━━━━━ Dataset content
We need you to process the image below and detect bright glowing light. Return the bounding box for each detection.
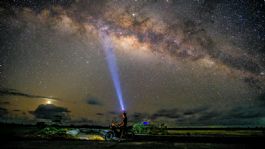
[46,100,51,104]
[99,31,125,111]
[44,98,52,104]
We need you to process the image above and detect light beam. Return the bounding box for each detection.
[99,31,125,111]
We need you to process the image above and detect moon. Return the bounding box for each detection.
[46,99,52,105]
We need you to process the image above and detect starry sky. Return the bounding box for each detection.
[0,0,265,127]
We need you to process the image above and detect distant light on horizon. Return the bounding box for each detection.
[44,98,53,104]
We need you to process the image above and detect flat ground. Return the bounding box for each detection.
[2,140,263,149]
[1,124,264,149]
[2,134,265,149]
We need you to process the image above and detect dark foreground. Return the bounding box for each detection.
[2,135,265,149]
[1,124,265,148]
[2,139,265,149]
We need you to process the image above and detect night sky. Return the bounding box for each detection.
[0,0,265,127]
━━━━━━━━━━
§ Assignment: All records above need to be returned exactly. Omit the pictures.

§ Written solution:
We need you to process the image below and detect bright glowing light. Return the bounding box for each detection.
[46,100,51,104]
[99,31,125,111]
[44,98,52,104]
We need you to process the image above and detect light beam. Return the bounding box for each detection.
[99,31,125,111]
We need you to process the image above and detect moon. Return the bounding box for each detection.
[46,99,52,105]
We need you to process the image above and detect starry sky. Return the bounding box for each detection.
[0,0,265,127]
We need you to process the image above and detect distant light on horizon. Return the bounding box for each detection.
[44,98,53,104]
We need you to process the image above and detect flat ground. Return the bounding box for each detection.
[2,140,263,149]
[1,124,264,149]
[2,134,265,149]
We need you to process the image above and detect dark foreground. Return the bounding box for each detection.
[2,135,265,149]
[1,124,265,148]
[2,139,265,149]
We need you to process the image above and detect night sky. Return the bounding box for each detection.
[0,0,265,127]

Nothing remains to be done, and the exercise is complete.